JAKARTA – Pemerintah mengklaim ENI, perusahaan migas asal Italia, telah mengajukan usulan perubahan skema kontrak Blok East Sepinggan dari cost recovery menjadi gross split. Usulan perubahan skema kontrak tersebut menjadi yang pertama dilakukan dalam kontrak kovensional yang masih berjalan.

Arcandra Tahar, Wakil Menteri Energi dan Sumber Daya Mineral (ESDM), mengatakan usulan perubahan rezim kontrak disampaikan ENI dua minggu lalu. Alasan utama yang disampaikan ENI sehingga mau merubah kontraknya adalah dari sisi efisiensi dan waktu, termasuk dengan pengadaan tender atau procurement dan biaya serta kepastian jika menggunakan gross split.

┄┄┄┄┄┄┄┄┄┄

> [YANG HARUS DIKERJAKAN]: Tulis kembali bagian teks bacaan dari "Arcandra Tahar, Wakil" sampai "menggunakan gross split.", dan ganti "dua minggu lalu" dengan "tiga minggu lalu".

> [DATA YANG DITAMPILKAN]:
┄┄┄┄┄┄┄┄┄┄

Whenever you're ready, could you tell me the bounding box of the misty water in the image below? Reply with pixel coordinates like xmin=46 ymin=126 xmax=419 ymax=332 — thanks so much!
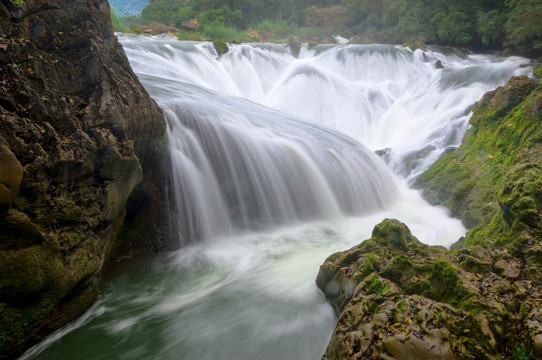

┄┄┄┄┄┄┄┄┄┄

> [JAWABAN TUGAS]:
Arcandra Tahar, Wakil Menteri Energi dan Sumber Daya Mineral (ESDM), mengatakan usulan perubahan rezim kontrak disampaikan ENI tiga minggu lalu. Alasan utama yang disampaikan ENI sehingga mau merubah kontraknya adalah dari sisi efisiensi dan waktu, termasuk dengan pengadaan tender atau procurement dan biaya serta kepastian jika menggunakan gross split.